- Entries excerpted from a collection
(begin)

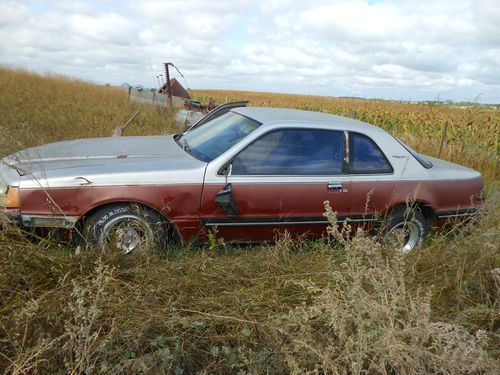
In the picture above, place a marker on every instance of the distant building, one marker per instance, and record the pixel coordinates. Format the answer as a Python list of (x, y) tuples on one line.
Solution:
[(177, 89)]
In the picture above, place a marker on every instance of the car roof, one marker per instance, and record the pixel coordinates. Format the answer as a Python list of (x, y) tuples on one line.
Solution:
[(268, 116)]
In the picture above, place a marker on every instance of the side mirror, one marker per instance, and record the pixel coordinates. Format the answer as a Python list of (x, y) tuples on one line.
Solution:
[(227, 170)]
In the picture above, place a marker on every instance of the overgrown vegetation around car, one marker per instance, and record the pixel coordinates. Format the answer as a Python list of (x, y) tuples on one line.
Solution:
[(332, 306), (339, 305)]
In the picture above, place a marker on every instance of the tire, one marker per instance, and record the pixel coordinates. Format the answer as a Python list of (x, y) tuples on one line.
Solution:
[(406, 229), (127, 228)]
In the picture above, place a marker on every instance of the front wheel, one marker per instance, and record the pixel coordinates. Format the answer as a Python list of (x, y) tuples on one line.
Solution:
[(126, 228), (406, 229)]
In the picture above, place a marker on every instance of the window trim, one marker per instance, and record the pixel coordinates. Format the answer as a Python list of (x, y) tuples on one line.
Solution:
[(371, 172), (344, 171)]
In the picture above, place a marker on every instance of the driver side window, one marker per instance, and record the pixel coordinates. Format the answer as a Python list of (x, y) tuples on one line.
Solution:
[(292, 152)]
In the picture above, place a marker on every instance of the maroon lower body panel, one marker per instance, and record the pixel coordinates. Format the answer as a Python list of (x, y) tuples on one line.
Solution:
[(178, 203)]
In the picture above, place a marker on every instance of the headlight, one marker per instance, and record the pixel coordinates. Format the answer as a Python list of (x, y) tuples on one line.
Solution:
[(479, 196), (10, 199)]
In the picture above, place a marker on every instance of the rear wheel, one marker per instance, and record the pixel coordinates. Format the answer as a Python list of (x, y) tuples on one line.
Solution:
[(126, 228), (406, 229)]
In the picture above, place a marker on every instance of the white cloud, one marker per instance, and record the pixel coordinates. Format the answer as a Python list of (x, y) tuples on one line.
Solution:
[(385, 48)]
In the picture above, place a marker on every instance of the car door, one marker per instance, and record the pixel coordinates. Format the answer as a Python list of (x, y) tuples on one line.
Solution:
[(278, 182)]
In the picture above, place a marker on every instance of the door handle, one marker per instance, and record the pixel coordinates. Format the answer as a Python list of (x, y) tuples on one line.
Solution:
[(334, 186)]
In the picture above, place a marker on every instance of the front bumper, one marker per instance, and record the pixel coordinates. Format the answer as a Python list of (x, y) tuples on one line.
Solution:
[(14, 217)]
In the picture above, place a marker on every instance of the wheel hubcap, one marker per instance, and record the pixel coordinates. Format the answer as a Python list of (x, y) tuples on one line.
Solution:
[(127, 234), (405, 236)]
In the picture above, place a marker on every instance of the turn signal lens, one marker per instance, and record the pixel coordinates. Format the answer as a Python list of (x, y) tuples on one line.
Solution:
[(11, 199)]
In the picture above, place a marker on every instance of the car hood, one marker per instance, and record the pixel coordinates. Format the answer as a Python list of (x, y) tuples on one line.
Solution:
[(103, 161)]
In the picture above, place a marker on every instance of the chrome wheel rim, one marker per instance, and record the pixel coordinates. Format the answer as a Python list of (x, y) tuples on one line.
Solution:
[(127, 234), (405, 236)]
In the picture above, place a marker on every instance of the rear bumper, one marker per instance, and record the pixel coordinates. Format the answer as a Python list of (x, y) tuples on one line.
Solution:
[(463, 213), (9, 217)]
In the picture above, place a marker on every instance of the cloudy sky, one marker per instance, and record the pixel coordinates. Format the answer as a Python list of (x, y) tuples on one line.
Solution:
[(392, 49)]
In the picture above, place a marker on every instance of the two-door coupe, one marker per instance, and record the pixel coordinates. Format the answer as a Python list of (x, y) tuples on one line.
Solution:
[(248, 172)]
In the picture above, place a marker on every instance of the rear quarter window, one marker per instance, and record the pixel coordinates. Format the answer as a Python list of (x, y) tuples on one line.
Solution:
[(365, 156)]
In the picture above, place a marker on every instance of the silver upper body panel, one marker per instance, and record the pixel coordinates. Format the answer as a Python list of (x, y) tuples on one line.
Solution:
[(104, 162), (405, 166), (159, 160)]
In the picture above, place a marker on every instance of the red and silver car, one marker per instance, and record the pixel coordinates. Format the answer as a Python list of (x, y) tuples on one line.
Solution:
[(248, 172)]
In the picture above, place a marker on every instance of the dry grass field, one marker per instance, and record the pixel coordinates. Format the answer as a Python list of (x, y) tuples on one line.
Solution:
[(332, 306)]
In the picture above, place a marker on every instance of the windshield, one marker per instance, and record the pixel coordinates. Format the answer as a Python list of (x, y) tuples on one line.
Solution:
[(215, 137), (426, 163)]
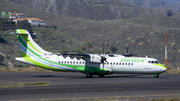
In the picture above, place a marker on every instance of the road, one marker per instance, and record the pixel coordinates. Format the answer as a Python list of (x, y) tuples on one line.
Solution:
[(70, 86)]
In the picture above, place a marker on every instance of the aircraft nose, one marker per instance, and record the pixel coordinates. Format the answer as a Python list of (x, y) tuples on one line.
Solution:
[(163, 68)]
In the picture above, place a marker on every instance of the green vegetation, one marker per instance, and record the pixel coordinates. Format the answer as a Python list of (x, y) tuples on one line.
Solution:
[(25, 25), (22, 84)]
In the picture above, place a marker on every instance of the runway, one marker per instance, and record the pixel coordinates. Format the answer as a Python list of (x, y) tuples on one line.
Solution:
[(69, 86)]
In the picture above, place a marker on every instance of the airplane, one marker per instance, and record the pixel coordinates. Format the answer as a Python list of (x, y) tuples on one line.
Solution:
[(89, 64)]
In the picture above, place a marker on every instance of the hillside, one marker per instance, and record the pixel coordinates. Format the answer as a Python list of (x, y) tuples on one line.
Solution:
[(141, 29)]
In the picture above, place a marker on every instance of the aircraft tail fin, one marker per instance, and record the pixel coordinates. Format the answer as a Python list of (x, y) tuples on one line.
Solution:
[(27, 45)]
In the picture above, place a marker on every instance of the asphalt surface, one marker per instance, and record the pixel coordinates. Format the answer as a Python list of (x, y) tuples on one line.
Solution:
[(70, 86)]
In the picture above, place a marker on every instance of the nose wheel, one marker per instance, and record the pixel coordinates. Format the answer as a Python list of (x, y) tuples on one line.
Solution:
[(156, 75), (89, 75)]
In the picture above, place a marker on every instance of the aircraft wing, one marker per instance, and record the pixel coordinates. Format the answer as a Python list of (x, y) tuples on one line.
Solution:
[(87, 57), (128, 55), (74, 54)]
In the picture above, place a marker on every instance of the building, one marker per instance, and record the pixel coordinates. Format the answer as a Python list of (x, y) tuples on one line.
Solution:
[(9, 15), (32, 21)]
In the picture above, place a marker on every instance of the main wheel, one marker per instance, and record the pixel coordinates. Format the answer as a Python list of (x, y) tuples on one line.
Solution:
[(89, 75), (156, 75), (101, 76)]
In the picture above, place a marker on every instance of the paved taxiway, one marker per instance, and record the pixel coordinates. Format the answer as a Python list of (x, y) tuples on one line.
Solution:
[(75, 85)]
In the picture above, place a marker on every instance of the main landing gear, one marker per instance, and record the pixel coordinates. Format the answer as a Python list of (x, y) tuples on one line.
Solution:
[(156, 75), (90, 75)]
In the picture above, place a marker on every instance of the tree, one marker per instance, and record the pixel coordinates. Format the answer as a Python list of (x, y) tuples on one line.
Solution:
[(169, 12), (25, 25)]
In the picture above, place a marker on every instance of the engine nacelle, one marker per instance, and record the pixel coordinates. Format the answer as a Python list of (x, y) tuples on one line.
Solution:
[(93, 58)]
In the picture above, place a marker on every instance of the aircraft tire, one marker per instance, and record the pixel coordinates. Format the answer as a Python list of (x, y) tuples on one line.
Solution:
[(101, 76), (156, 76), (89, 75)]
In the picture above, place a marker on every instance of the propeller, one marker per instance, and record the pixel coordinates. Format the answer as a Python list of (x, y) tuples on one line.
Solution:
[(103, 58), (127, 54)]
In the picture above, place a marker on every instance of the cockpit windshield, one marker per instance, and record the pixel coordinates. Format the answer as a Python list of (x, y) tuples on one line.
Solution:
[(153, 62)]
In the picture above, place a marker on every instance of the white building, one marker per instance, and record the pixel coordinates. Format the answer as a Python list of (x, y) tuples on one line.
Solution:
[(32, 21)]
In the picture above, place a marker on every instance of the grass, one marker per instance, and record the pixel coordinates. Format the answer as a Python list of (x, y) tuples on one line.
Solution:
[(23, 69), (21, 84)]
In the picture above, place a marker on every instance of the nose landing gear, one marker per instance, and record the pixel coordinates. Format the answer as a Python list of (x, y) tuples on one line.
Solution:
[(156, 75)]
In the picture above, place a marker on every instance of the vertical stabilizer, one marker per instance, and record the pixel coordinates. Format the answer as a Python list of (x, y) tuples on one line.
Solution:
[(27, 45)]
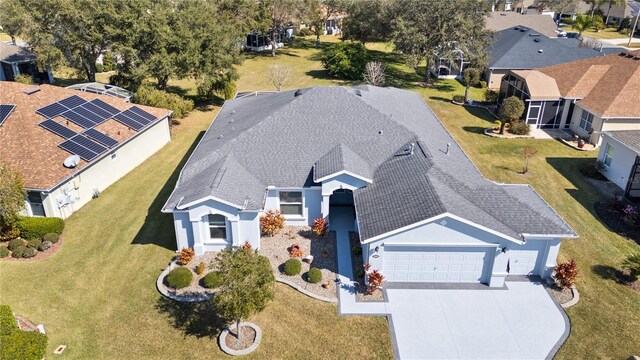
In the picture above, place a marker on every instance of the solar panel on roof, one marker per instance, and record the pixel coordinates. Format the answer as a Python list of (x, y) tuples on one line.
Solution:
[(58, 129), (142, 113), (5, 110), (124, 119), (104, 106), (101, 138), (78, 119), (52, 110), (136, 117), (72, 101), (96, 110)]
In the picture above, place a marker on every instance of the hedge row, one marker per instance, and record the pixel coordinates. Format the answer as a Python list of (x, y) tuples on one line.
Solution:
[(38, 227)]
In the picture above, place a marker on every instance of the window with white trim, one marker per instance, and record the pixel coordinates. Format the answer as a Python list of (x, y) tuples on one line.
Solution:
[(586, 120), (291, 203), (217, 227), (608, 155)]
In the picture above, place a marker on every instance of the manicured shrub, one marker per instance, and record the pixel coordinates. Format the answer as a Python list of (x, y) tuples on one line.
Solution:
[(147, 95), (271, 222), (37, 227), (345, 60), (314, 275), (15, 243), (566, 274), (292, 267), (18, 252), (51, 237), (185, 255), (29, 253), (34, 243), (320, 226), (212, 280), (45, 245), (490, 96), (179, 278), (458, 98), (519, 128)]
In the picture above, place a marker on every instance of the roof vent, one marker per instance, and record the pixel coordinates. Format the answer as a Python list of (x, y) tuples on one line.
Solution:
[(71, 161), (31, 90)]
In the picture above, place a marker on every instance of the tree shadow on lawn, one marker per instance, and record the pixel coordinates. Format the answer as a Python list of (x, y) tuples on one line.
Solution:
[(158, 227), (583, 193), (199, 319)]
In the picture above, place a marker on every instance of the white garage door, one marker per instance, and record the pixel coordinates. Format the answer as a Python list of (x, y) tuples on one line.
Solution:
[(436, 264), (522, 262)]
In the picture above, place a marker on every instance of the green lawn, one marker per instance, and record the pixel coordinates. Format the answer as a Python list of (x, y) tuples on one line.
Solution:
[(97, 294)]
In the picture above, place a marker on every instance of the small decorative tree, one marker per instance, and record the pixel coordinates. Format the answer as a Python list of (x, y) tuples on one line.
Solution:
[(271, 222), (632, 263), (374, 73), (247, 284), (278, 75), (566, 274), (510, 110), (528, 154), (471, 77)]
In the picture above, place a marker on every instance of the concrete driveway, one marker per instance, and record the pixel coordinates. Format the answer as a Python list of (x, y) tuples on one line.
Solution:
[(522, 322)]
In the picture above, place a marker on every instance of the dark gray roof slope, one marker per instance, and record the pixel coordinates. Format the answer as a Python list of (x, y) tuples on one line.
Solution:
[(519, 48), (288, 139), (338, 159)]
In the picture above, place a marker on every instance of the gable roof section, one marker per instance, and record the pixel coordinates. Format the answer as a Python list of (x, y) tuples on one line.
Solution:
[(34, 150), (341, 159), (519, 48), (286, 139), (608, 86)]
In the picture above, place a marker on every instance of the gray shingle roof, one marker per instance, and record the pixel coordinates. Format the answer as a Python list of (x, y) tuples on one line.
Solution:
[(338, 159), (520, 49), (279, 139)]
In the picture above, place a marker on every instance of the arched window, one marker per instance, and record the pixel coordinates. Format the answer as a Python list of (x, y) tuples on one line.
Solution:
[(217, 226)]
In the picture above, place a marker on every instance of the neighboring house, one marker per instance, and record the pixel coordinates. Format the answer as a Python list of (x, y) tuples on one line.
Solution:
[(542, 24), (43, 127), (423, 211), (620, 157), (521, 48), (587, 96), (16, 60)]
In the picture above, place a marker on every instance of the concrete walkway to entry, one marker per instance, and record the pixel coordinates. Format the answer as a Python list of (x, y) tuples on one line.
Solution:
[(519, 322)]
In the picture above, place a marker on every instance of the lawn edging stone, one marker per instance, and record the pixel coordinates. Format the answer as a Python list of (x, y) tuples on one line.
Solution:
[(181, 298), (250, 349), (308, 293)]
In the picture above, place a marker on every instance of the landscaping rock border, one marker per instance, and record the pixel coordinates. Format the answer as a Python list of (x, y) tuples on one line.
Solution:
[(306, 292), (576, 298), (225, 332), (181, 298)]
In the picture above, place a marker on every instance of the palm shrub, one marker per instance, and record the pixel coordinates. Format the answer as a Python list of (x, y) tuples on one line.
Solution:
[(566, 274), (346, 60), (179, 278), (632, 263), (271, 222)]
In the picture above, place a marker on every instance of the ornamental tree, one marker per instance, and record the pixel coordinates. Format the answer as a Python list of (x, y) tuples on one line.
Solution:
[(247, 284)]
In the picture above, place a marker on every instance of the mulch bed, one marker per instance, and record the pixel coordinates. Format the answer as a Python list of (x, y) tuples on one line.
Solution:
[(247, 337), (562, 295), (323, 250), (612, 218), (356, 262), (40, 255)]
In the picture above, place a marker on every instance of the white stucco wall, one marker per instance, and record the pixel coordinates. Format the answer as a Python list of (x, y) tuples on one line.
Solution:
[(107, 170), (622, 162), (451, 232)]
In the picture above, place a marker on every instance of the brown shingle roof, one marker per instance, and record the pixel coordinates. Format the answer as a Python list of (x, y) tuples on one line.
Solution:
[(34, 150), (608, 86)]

(end)

- Exercise
Starting at the first entry and ending at the line that contains "[(406, 229), (127, 228)]", both included, reproduce the lines with the requests and scale every pixel coordinate in the answers by 1.15, rounding to whole numbers with halves rounded up. Leave the pictures out.

- Answer to the task
In the picture above, place a marker on every instance of the distant building, one marker per instance, and record the pixel coordinates. Format the answer as a Python list of (x, y) tuples on one line.
Solution:
[(204, 102)]
In the picture above, place a marker on every instance of the car roof, one marker per instance, and record the pixel coordinates. Format the answer as a Python list of (x, y) tuples on one line.
Solution:
[(308, 133)]
In the picture above, place a marker on every instance of the side mirror, one marker per instance, and record the pixel coordinates. Format the answer as a Python list of (x, y) tuples on one line.
Solution:
[(261, 196)]
In the picture above, place a marker on every instance of the overgrown vegetation around car, one marker per instance, and record the pixel coordinates. Format the answer as a Python list of (x, y) tuples on one line.
Solution:
[(382, 352), (390, 351)]
In the picture above, place a marker on every instance of the tire, one marker per instance, and record the pixel coordinates. Format the answer as a Python list of (x, y) tuples on one line.
Solution:
[(467, 263), (146, 262)]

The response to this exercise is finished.